TASK DESCRIPTION – Reproduce the passage of the ovarian cancer surgery text from "Researchers at Memorial" to "amenable to resection.", keeping its wording unchanged.

EXTRACTED TEXT –
Using optimal primary cytoreductive surgery followed by platinum- and paclitaxel-based chemotherapy to treat epithelial ovarian cancer can achieve a complete clinical response in approximately 80 to 90 percent of patients with early-stage disease and 50 percent of patients with advanced-stage disease. Despite these excellent response rates, only 10 to 15 percent of patients will obtain a sustained remission and the majority of patients will ultimately fall victim to their disease.
Although primary cytoreductive surgery is well accepted as the cornerstone of initial management, the use of cytoreductive surgery in the setting of recurrent disease is less clearly defined. Most of the available literature consists of nonrandomized studies that have shown conflicting results. Undoubtedly, patient selection played a significant role in the findings and conclusions of these studies. Currently, the Gynecologic Oncology Group is conducting a randomized study to define the benefit of secondary cytoreduction;(1) however, inherent selection biases may cloud the final conclusion. Since most patients with ovarian cancer will recur, the practicing clinician will undoubtedly be faced with a difficult task of determining which patients may benefit from a secondary cytoreductive surgery.
Researchers at Memorial Sloan-Kettering Cancer Center undertook the task of defining selection criteria for candidates for secondary cytoreduction.(2) The study population was composed of patients with recurrent epithelial ovarian carcinoma who had undergone primary surgery and platinum-based chemotherapy followed by a complete clinical remission of at least six months followed by a planned secondary cytoreductive surgery. The secondary cytoreduction was defined as a surgical exploration with the intent to resect all visible disease, and this surgery had to be performed at Memorial Hospital for patients to be included in the study. All patients who underwent secondary cytoreduction had a preoperative CT scan and were deemed by the surgeon to have recurrent disease amenable to resection.

Stored data entries –
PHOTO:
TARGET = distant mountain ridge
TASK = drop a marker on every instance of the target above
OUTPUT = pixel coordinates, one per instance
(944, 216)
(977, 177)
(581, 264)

RESULT –
Researchers at Memorial Sloan-Kettering Cancer Center undertook the task of defining selection criteria for candidates for secondary cytoreduction.(2) The study population was composed of patients with recurrent epithelial ovarian carcinoma who had undergone primary surgery and platinum-based chemotherapy followed by a complete clinical remission of at least six months followed by a planned secondary cytoreductive surgery. The secondary cytoreduction was defined as a surgical exploration with the intent to resect all visible disease, and this surgery had to be performed at Memorial Hospital for patients to be included in the study. All patients who underwent secondary cytoreduction had a preoperative CT scan and were deemed by the surgeon to have recurrent disease amenable to resection.